Start

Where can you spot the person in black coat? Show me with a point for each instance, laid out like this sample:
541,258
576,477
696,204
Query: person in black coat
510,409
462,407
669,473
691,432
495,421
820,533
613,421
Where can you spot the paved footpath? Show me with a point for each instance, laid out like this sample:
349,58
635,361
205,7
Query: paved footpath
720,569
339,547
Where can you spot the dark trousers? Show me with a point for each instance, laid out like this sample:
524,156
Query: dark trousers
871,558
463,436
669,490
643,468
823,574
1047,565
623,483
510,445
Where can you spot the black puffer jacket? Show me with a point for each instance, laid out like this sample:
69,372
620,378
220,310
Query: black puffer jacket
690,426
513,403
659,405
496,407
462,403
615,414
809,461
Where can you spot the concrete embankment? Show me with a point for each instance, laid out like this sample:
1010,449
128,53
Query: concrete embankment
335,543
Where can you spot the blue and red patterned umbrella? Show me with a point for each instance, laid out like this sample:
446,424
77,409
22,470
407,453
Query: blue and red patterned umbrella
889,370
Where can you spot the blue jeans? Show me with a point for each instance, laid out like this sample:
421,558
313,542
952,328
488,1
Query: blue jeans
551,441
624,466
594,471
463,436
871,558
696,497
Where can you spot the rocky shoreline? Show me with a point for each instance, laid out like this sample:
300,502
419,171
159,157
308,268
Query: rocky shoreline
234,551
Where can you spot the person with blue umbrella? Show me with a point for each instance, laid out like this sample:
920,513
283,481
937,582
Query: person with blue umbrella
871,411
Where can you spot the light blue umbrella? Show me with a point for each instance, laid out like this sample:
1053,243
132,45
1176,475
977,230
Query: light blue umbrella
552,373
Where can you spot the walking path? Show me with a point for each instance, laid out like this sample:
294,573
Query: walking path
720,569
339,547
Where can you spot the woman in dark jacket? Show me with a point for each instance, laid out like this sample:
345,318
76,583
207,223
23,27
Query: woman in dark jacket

End

Revise the records above by changing every "Where can you spot" to "Where do you see", leaving everything else unchanged.

Where do you see the person in black coat? Show me with a point for each instance, laid out like this sample:
541,258
576,477
696,204
Query: person in black coat
510,409
462,407
669,473
691,432
495,421
820,533
613,421
Where do you see the paved footpath? Show me with a point for each instance, laid out like this sample:
349,58
635,361
205,7
Query: paved footpath
720,569
339,547
Where do you see the dark trousers? Show me with a point for each instance, laid out like this sample:
524,156
Query: dark trousers
871,558
463,436
669,490
643,468
823,574
1047,565
623,483
510,445
Where do you see the black puffer jacket? Show me with a point for each instance, laid out like this sample:
69,372
620,378
220,310
Query: black puffer jacket
690,426
513,403
659,405
496,407
462,403
615,414
809,461
Where do you see the concrete embankment? Show me with a point for each instance, laid out like this sample:
1010,449
128,53
Query: concrete embankment
335,543
Where do you see the blue and red patterned umbrella? Show me with a point for each instance, laid out like this sample:
446,424
77,409
22,470
407,453
Query: blue and red patterned umbrella
889,370
Where do you see the blue jeans? Show me with a point for each instance, laid out like this sample:
421,558
313,542
952,328
488,1
Query: blue jeans
551,441
624,466
594,471
463,436
871,558
696,497
Where do you see the rocky shoreline? Show me with a point for each instance, laid out like this sample:
300,502
419,171
159,157
308,268
Query: rocky shoreline
234,551
Where do you see the person with blue umbrella? Show me with a point for each instance, laid out like this sample:
920,513
283,481
937,582
Query: person with blue umbrella
871,411
Where do you see the light blue umbrella? Show me with a point for each instance, laid out like this sample:
1053,243
132,45
1176,475
977,230
Query: light blue umbrella
552,373
Where do you see the walking path? Show me with a point for each instance, laid out like this sample:
294,573
Query: walking path
720,569
339,547
Where do you see the woman in dark jacket? Show me with a point for each instance, laid out like this sample:
345,318
76,583
207,223
23,27
Query: woman in dark jacket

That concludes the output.